Re: DataNode gets 'stuck', ends up with two DataNode processes

Posted by jason hadoop <ja...@gmail.com>.

There were a couple of fork timing errors in the jdk 1.5 that occasionally
caused a sub process fork to go bad, this could by the du/df being forked
off by the datanode and dying.

I can't find the references I had saved away at one point, from the java
forums, but perhaps this will get you started.

http://forums.sun.com/thread.jspa?threadID=5297465&tstart=0

On Mon, Mar 9, 2009 at 11:23 AM, Brian Bockelman <bb...@cse.unl.edu>wrote:

> It's very strange.  It appears that the second process is the result of a
> fork call, yet has only one thread running whose gdb backtrace looks like
> this:
>
> (gdb) bt
> #0  0x0000003e10c0af8b in __lll_mutex_lock_wait () from
> /lib64/tls/libpthread.so.0
> #1  0x0000000000000000 in ?? ()

**Information shown:**
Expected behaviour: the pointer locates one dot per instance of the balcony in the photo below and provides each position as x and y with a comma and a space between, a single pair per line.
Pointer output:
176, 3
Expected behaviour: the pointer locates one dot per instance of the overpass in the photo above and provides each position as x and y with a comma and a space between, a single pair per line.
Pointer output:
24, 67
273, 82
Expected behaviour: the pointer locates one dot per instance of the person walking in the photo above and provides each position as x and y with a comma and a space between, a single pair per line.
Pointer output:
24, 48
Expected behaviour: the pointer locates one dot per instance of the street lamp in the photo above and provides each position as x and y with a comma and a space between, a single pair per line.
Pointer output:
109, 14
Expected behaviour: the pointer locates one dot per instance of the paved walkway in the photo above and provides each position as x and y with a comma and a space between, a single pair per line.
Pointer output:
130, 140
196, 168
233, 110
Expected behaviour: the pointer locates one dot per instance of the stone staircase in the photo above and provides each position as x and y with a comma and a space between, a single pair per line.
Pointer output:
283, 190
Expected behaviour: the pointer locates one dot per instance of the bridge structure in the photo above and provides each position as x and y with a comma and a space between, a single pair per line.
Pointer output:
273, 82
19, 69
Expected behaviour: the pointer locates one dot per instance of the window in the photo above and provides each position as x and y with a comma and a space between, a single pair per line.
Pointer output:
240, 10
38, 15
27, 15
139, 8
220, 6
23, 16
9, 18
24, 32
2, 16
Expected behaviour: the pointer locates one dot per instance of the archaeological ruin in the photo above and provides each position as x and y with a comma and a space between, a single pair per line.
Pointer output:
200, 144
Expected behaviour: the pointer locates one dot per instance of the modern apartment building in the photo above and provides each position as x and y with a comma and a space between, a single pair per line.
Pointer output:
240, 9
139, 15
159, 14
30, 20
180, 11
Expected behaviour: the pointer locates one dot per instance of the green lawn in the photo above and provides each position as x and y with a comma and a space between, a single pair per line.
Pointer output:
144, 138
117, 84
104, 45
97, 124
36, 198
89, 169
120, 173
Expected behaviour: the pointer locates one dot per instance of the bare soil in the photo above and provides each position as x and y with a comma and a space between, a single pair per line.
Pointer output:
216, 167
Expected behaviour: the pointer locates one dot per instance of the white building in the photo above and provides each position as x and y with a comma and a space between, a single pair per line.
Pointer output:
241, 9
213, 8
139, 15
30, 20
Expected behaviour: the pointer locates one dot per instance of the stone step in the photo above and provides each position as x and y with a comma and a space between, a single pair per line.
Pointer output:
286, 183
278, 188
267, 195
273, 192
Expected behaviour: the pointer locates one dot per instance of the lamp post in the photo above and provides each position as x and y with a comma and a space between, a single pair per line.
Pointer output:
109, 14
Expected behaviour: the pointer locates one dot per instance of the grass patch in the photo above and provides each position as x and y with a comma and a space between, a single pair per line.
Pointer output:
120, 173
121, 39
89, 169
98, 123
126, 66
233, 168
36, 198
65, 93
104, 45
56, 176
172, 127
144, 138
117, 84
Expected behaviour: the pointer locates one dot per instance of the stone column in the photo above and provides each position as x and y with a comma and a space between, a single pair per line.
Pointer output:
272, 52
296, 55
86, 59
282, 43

...

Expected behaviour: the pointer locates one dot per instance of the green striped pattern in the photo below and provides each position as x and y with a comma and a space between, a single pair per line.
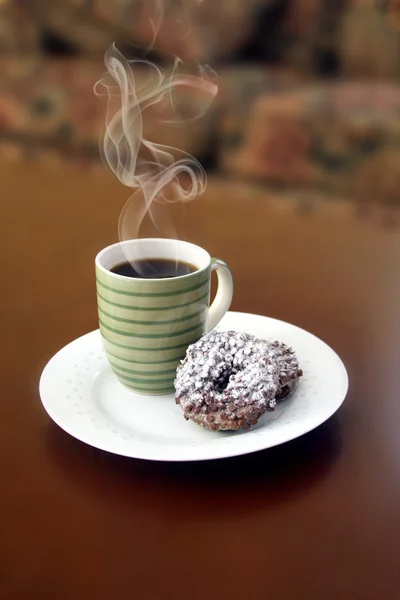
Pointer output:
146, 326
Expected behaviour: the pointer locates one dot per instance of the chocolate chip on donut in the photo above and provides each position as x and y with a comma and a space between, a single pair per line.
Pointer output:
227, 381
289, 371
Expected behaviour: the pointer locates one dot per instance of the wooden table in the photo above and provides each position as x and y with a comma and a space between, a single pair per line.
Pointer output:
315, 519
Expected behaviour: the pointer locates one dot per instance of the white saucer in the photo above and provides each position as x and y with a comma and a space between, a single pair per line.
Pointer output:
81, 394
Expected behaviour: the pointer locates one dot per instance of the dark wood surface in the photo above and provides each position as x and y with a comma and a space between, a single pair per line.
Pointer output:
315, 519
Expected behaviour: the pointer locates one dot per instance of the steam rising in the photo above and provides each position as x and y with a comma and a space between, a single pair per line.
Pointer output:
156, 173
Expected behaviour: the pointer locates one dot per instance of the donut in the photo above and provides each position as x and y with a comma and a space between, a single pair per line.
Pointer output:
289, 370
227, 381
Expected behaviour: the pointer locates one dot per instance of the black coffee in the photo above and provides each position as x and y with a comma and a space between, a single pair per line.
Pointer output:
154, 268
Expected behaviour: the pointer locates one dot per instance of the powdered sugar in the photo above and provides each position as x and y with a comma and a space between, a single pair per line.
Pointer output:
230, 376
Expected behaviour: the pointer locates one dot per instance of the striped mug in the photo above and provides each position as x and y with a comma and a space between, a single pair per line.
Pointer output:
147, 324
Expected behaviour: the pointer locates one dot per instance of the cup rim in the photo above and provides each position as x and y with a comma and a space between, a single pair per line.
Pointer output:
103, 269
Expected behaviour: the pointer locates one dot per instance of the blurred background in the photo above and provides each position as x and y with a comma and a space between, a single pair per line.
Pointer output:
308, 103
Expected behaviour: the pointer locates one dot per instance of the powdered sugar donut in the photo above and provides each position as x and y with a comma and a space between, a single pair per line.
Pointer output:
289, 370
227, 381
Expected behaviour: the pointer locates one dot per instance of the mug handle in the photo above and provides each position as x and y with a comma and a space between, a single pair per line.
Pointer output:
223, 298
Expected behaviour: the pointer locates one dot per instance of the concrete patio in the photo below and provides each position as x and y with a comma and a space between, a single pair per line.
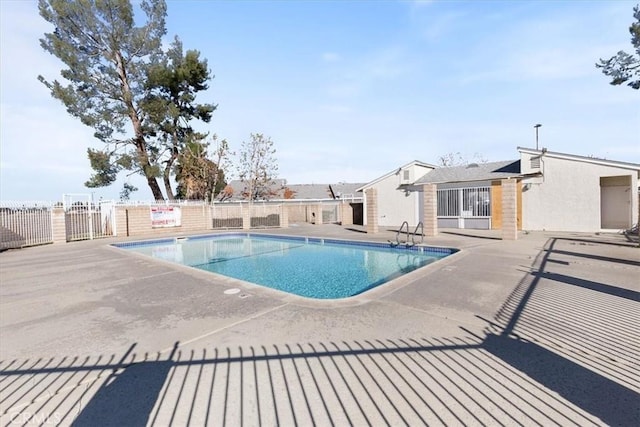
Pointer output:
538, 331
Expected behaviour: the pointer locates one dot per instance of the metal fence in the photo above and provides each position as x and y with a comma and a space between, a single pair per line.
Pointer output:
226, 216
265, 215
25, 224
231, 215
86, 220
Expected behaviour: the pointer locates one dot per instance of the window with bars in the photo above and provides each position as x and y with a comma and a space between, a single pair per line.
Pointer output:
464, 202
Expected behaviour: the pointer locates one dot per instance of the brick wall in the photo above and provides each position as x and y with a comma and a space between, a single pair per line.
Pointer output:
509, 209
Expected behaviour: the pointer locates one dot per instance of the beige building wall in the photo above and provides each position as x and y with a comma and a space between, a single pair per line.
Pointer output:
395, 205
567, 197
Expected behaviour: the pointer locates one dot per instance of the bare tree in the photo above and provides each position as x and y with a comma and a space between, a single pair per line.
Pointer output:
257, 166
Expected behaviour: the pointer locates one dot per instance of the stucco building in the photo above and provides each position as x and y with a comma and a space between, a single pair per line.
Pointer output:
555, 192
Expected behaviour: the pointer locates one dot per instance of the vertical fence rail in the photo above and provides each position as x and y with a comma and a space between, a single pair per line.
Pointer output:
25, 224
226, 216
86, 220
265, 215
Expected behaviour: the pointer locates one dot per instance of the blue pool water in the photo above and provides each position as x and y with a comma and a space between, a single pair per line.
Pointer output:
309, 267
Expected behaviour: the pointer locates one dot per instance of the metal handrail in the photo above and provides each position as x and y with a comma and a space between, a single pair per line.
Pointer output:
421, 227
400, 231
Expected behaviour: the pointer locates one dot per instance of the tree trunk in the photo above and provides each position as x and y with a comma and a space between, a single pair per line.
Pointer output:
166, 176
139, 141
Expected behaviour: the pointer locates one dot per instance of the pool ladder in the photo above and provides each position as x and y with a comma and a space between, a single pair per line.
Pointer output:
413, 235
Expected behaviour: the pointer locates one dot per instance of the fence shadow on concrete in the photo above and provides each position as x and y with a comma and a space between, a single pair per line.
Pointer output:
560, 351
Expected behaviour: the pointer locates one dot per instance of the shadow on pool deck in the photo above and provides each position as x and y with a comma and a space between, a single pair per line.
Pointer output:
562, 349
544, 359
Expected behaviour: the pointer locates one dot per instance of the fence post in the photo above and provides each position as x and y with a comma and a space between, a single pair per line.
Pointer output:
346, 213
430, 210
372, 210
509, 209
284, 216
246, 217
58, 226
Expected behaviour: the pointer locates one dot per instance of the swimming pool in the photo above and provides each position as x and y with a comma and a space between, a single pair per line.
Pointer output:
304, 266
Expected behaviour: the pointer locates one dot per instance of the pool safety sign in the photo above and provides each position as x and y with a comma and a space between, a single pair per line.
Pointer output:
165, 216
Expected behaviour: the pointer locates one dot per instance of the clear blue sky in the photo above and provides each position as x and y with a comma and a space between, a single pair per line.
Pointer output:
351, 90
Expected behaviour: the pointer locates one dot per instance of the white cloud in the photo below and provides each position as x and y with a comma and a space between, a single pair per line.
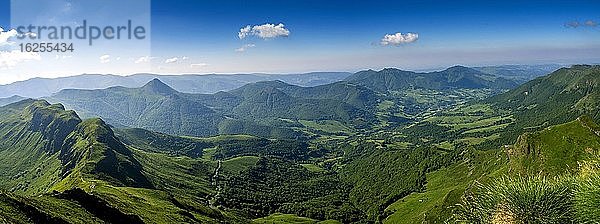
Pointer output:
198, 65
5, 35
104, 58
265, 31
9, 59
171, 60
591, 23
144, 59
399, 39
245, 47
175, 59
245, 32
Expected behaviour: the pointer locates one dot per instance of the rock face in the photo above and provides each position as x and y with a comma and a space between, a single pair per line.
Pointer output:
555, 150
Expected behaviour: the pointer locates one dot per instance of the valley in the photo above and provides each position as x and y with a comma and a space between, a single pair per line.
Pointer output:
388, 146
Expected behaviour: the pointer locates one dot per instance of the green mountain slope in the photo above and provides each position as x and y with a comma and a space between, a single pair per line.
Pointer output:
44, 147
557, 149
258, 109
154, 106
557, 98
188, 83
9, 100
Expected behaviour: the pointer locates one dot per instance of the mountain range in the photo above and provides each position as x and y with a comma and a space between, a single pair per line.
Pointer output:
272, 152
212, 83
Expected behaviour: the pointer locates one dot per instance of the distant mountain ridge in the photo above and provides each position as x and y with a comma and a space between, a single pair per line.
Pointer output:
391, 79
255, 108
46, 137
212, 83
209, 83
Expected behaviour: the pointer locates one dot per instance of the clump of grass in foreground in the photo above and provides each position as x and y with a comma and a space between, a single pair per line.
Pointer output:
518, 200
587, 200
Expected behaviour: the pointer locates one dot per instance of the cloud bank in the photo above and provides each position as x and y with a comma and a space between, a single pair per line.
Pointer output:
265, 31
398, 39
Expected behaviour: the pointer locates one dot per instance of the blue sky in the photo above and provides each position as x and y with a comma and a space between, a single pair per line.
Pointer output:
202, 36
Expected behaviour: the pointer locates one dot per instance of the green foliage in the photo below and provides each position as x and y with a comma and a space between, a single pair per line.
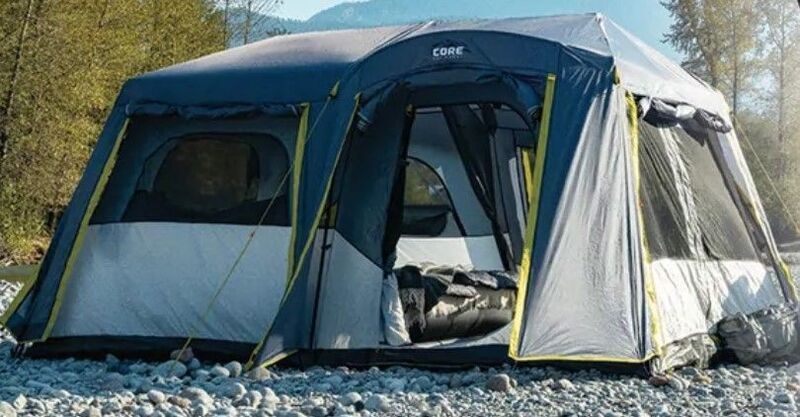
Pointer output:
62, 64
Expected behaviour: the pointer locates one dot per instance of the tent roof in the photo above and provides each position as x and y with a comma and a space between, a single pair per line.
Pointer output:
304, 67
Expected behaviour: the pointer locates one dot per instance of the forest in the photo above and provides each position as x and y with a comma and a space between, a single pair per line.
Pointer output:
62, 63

--

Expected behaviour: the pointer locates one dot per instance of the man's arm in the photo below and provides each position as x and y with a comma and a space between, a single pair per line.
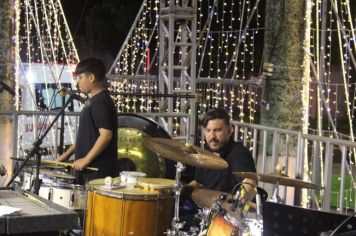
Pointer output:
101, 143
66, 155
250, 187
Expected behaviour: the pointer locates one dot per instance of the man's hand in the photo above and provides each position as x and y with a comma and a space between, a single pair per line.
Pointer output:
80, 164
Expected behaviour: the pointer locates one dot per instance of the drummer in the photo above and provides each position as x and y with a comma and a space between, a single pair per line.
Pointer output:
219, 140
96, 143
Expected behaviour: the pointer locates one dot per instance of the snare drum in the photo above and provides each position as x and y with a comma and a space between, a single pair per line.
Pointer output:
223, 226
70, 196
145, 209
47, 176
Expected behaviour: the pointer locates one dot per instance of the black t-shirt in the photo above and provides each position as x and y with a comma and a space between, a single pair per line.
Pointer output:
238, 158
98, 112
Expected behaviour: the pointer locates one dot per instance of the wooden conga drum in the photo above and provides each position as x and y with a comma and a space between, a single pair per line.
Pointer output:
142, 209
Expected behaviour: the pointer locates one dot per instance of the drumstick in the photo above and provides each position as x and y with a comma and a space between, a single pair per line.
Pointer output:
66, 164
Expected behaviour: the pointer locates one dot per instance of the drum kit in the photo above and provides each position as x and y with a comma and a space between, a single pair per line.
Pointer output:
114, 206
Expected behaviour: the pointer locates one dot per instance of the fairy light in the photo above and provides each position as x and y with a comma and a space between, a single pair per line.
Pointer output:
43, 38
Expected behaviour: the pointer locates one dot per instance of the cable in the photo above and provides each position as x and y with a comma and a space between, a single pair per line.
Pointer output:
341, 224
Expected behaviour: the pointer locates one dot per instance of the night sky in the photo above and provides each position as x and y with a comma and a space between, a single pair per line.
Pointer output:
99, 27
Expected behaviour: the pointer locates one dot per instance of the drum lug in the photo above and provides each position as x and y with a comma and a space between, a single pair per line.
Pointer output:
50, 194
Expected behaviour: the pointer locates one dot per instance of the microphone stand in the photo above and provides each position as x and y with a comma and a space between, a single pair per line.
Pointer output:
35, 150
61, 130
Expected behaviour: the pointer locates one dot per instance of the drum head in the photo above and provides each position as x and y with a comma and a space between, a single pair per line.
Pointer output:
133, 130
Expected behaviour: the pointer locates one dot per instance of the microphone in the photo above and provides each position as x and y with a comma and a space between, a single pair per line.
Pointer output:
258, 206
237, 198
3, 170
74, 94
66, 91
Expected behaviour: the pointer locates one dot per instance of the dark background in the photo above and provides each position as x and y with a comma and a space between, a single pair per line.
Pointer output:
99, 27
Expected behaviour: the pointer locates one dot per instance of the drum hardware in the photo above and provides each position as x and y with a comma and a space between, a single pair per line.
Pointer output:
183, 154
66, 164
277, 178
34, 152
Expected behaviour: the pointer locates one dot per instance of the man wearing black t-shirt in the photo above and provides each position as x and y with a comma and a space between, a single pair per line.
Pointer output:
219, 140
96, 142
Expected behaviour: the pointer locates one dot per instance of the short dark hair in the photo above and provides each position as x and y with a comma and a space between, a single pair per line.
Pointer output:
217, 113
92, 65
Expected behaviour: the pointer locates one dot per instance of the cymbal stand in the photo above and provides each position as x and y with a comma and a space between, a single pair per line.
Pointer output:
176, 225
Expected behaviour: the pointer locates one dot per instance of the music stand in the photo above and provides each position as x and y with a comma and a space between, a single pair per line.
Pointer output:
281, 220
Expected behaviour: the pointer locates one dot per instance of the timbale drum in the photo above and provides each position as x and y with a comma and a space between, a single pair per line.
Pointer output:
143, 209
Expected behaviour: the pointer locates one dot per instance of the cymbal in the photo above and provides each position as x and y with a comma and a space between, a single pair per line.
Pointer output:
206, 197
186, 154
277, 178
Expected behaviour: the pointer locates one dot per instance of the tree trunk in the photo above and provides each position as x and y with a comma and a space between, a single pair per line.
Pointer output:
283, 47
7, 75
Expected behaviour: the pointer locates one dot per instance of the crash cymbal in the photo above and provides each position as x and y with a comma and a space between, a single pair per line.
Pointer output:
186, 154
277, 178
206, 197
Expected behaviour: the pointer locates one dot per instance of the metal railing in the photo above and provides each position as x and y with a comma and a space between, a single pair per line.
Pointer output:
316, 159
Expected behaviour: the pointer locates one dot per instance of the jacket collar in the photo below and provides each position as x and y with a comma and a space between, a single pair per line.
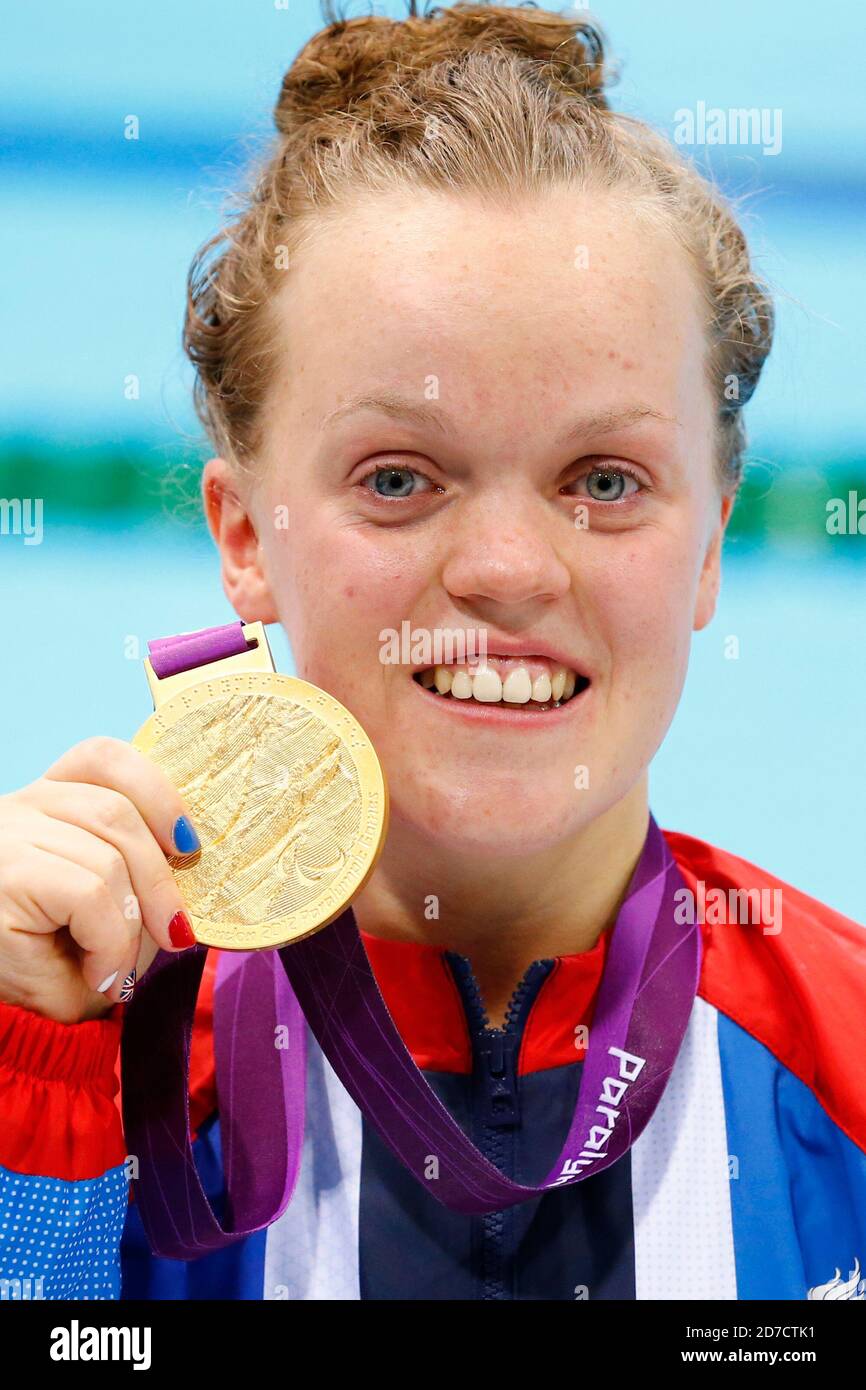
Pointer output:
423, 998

**Work to do:**
1 – List the command-line utilities that the DataNode mailing-list post names.
2 – Continue the DataNode mailing-list post from the point where it stops.

**Answers below:**
1 – du, df, gdb

2 –
>
> Not very helpful!  I'd normally suspect some strange memory issue, but I've
> checked - there was plenty of memory available on the host when the second
> process was spawned and we weren't close to the file descriptor limit.
>
>
> Looking at this issue,
> https://issues.apache.org/jira/browse/HADOOP-2231
>
> it seems that the "df" call is avoidable now that we're in Java 1.6.
>  However, the issue was closed and marked as a duplicate, but without noting
> what it was a duplicate of (grrr).  Is there an updated version of that
> patch?
>
> Brian
>
>
> On Mar 9, 2009, at 12:48 PM, Steve Loughran wrote:
>
>  Philip Zeyliger wrote:
>>
>>> Very naively looking at the stack traces, a common theme is that there's
>>> a
>>> call out to "df" to find the system capacity.  If you see two data node
>>> processes, perhaps the fork/exec to call out to "df" is failing in some
>>> strange way.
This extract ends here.